» Requirement 1
According to the SLURM cluster page, how many GPUs and nodes does the example Trainer call train on?
» Requirement 2
From the SLURM cluster page, return the text from "Lightning automates the" up to and including "Design your LightningModule.", unchanged.

» Provided passage
····················
Computing cluster (SLURM)¶

Lightning automates the details behind training on a SLURM-powered cluster.

Multi-node training¶

To train a model using multiple nodes, do the following:

Design your LightningModule.

Enable ddp in the trainer

# train on 32 GPUs across 4 nodes
trainer = Trainer(gpus=8, num_nodes=4, distributed_backend='ddp')

It’s a good idea to structure your training script like this:

# train.py
def main(hparams):
    model = LightningTemplateModel(hparams)

    trainer = pl.Trainer(
        gpus=8,
        num_nodes=4,
        distributed_backend='ddp'
    )

    trainer.fit(model)


if __name__ == '__main__':
    root_dir = os.path.dirname(os.path.realpath(__file__))
····················
» Records provided
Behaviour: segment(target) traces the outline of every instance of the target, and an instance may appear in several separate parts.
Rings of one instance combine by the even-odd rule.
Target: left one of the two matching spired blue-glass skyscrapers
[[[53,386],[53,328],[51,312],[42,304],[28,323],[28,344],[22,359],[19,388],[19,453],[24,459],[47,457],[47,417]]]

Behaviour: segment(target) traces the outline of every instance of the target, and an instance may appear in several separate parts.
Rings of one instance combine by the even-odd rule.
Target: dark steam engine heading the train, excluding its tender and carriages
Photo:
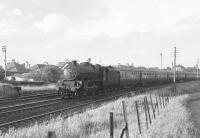
[[[102,88],[103,68],[89,62],[69,62],[64,67],[63,79],[58,83],[62,97],[91,95]]]

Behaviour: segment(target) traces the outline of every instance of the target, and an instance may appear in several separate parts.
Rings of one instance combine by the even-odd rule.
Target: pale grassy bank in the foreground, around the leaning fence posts
[[[197,137],[198,131],[195,129],[191,121],[190,113],[186,107],[189,95],[185,93],[197,92],[200,88],[199,84],[199,82],[178,84],[178,92],[184,93],[184,95],[170,99],[170,103],[166,108],[160,110],[160,115],[156,116],[156,119],[153,120],[148,130],[145,126],[144,110],[141,108],[142,105],[139,105],[142,134],[138,132],[135,101],[143,100],[144,96],[148,96],[148,94],[119,99],[98,109],[74,115],[66,120],[58,117],[43,124],[35,124],[30,128],[19,130],[10,129],[4,137],[45,137],[48,131],[55,131],[59,138],[109,137],[109,112],[114,113],[114,137],[119,137],[125,126],[121,105],[122,100],[127,105],[130,137]],[[165,88],[153,91],[153,93],[168,92],[168,90],[169,88]]]

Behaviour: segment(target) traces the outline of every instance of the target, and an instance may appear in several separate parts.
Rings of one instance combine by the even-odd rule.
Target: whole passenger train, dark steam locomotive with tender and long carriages
[[[177,72],[177,81],[194,80],[195,73]],[[93,65],[89,62],[69,62],[64,69],[64,77],[57,83],[58,94],[62,98],[94,95],[123,88],[171,83],[173,72],[136,70]]]

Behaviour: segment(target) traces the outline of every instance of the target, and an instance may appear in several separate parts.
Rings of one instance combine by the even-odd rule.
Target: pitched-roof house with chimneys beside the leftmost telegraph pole
[[[11,74],[22,74],[29,71],[25,68],[25,64],[19,64],[15,60],[12,60],[11,62],[7,63],[6,68],[7,71]]]

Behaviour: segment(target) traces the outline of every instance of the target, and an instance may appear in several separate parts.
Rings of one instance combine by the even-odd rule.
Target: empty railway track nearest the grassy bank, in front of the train
[[[169,86],[169,85],[164,85]],[[88,97],[83,99],[58,100],[55,102],[41,101],[39,105],[29,103],[29,105],[18,105],[18,107],[10,106],[0,108],[0,128],[7,130],[10,126],[20,127],[20,124],[30,124],[30,122],[49,120],[52,116],[65,115],[65,117],[74,113],[82,112],[85,108],[93,108],[94,105],[117,99],[122,96],[140,93],[141,91],[149,91],[164,86],[155,86],[150,88],[138,89],[131,91],[130,89],[121,90],[118,93],[109,93],[109,95],[99,95],[97,97]],[[105,98],[107,97],[107,98]],[[46,102],[46,103],[45,103]],[[92,106],[91,106],[92,105]],[[91,107],[90,107],[91,106]],[[27,122],[27,123],[26,123]],[[29,122],[29,123],[28,123]]]

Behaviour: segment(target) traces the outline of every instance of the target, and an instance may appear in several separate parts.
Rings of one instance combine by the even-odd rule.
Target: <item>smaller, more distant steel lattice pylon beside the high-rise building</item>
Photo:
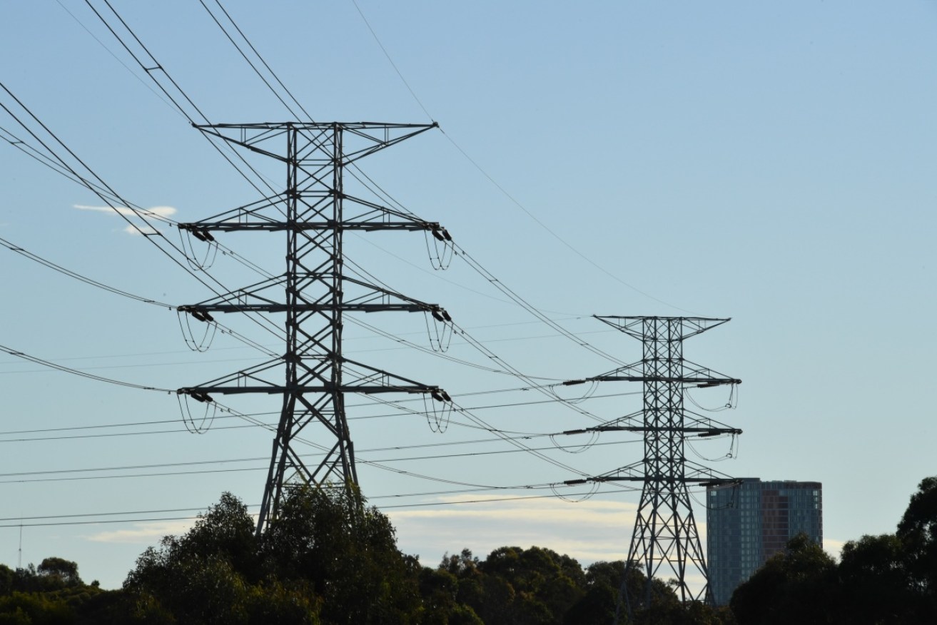
[[[683,358],[683,341],[714,328],[728,319],[699,317],[597,317],[626,335],[641,341],[641,361],[588,380],[637,381],[644,389],[641,411],[607,424],[578,431],[629,431],[644,434],[644,458],[582,482],[639,482],[641,501],[628,549],[625,580],[621,586],[616,622],[621,604],[629,615],[639,606],[649,606],[655,593],[653,579],[670,575],[681,601],[710,601],[706,558],[693,517],[689,486],[732,485],[736,480],[690,460],[684,453],[685,441],[719,435],[738,435],[741,430],[720,424],[684,408],[688,387],[739,384]],[[578,380],[576,380],[578,381]],[[573,433],[573,432],[571,432]],[[633,596],[627,581],[632,570],[645,574],[647,584],[641,596]],[[702,578],[696,592],[691,578]]]

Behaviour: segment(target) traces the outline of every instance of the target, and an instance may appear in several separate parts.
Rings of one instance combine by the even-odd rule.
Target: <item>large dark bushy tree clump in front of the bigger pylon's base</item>
[[[419,562],[350,486],[290,489],[260,539],[226,493],[185,536],[143,552],[124,588],[139,622],[408,623],[422,609]]]

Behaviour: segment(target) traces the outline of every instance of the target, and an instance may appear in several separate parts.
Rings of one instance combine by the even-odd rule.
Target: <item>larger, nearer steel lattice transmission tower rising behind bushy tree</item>
[[[236,148],[286,165],[286,188],[201,221],[179,224],[201,241],[212,231],[286,232],[286,272],[195,305],[179,306],[195,319],[212,313],[285,313],[282,357],[199,386],[179,389],[201,402],[211,394],[277,394],[282,409],[270,469],[260,504],[257,532],[275,518],[285,484],[357,484],[354,446],[345,415],[346,393],[431,394],[439,387],[401,378],[352,361],[342,354],[345,312],[423,311],[448,319],[439,305],[425,304],[348,275],[345,231],[428,231],[451,240],[439,223],[424,221],[350,196],[343,172],[365,156],[405,141],[432,125],[379,123],[282,123],[197,126]],[[310,438],[324,452],[308,463],[298,444]]]

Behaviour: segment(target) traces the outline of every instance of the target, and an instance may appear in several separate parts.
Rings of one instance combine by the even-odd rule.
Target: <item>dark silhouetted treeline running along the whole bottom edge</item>
[[[629,594],[647,579],[628,572]],[[147,549],[118,590],[85,584],[74,562],[0,565],[0,625],[609,625],[621,561],[585,569],[542,547],[468,549],[436,567],[397,550],[394,528],[351,488],[297,488],[260,538],[230,494],[182,537]],[[797,537],[736,590],[731,606],[655,600],[634,623],[937,622],[937,478],[920,484],[894,535],[847,543],[840,562]],[[620,622],[629,622],[620,615]]]

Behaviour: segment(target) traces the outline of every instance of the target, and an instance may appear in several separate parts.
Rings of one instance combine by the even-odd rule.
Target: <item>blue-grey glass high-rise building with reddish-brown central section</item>
[[[706,488],[709,590],[717,605],[800,532],[823,544],[823,484],[744,478]]]

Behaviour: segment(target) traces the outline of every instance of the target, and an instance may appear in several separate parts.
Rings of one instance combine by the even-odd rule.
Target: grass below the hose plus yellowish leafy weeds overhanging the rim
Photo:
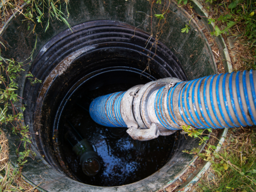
····················
» Response area 1
32 GPUs across 4 nodes.

» Response area 2
Lightning automates the details behind training on a SLURM-powered cluster.

Multi-node training¶

To train a model using multiple nodes, do the following:

Design your LightningModule.